(Verilen Metin):
____

1.4.5. Risklerin Değerlendirilmesi

Risklerin değerlendirilmesi, daha önceden belirlenmiş olan kabul edilebilir risk kriterleri ile risk analizi sonucunda belirlenmiş olan risk seviyelerinin karşılaştırılmasının yapıldığı bir aşamadır. Bu aşamada iki genel durumla karşılaşılabilir:

(34)

a. Risk analizi sonucunda belirlenmiş olan risk seviyesi önceden seçilmiş olan risk kriteri eşiğinden (threshold) daha yüksekse; riskin muamele görmesi gerekmektedir. Bu koşula uyan bütün riskler öncelik sırasına sokularak muameleye görürler.

b. Hesaplanmış risk seviyesi risk kriteri eşiğinden daha düşükse, bu risk “tolere edilebilir risk” olarak adlandırılır ve bu düşük riske ya uygun muamele bulunmamakta yada riskin düşüklüğünden dolayı yapılacak olan muamelenin maliyeti getireceği faydadan çok daha fazla olmaktadır.

1.4.6. Risklerin Yönetilmesi

Risklerin değerlendirilmesi aşamasında tolere edilebilir risk sınıfında yer almayan ve öncelik sırasına dizilen risklerin yönetilmesi gerekmektedir. Riske yapılacak olan muamele, ortaya çıkabilecek olumsuz sonucunun etkisini ve/veya olasılığını azaltacak- elemine edecek şekilde riskin etkin kontrolü ve yönetilmesi için varolan seçeneklerin belirlenmesini içerir. Genellikle bütün risk yönetim metotlarının kullanılması ya uygun değildir yada aşırı maliyetlidir. Bu yüzden bütün riskleri kapsayacak şekilde en uygun ve en az maliyetli risk yönetim metotları kombinasyonları belirlenmelidir.

____

(Yapılacak İşlemler):
1. Risk değerlendirmesi metnine göre, hesaplanmış seviyesi risk kriteri eşiğinden düşük olan bir risk nasıl adlandırılır?
2. Risk değerlendirmesi metnindeki “b. Hesaplanmış risk” sözlerinden “daha fazla olmaktadır.” sözlerine kadar olan bölümü aynen yineleyin.
3. Risk değerlendirmesi metni şu ifadeleri doğruluyor mu? Her birine evet ya da hayır diye yanıt verin ve kararı belirleyen sözleri metinden aynen alıntılayın. (a) Risk analizi sonucunda belirlenen risk seviyesi, risk kriteri eşiğinden yüksekse riskin muamele görmesi gerekir. (b) Bütün risk yönetim metotlarının birlikte kullanılması genellikle en uygun yoldur. (c) Risklerin değerlendirilmesi, kabul edilebilir risk kriterleri ile risk seviyelerinin karşılaştırıldığı aşamadır.
Bundan sonraki malzeme başka bir kaynaktan gelmektedir.

(Gösterilen Bilgiler):
____

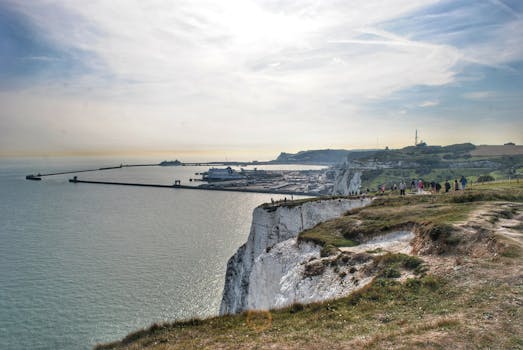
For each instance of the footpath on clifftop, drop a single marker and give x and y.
(454, 280)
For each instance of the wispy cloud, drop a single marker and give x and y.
(431, 103)
(479, 95)
(194, 69)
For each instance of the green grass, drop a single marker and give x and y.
(475, 306)
(393, 213)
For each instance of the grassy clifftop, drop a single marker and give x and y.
(469, 293)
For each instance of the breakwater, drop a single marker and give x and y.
(201, 188)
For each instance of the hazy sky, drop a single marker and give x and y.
(248, 79)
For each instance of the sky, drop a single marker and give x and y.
(243, 79)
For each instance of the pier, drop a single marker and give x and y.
(185, 187)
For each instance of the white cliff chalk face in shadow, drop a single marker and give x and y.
(293, 272)
(270, 226)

____

(Nihai Yanıtlar):
1. Tolere edilebilir risk olarak adlandırılır.

2.
b. Hesaplanmış risk seviyesi risk kriteri eşiğinden daha düşükse, bu risk “tolere edilebilir risk” olarak adlandırılır ve bu düşük riske ya uygun muamele bulunmamakta yada riskin düşüklüğünden dolayı yapılacak olan muamelenin maliyeti getireceği faydadan çok daha fazla olmaktadır.

3.
(a) Evet: “riskin muamele görmesi gerekmektedir”
(b) Hayır: “Genellikle bütün risk yönetim metotlarının kullanılması ya uygun değildir yada aşırı maliyetlidir.”
(c) Evet: “daha önceden belirlenmiş olan kabul edilebilir risk kriterleri ile risk analizi sonucunda belirlenmiş olan risk seviyelerinin karşılaştırılmasının yapıldığı bir aşamadır”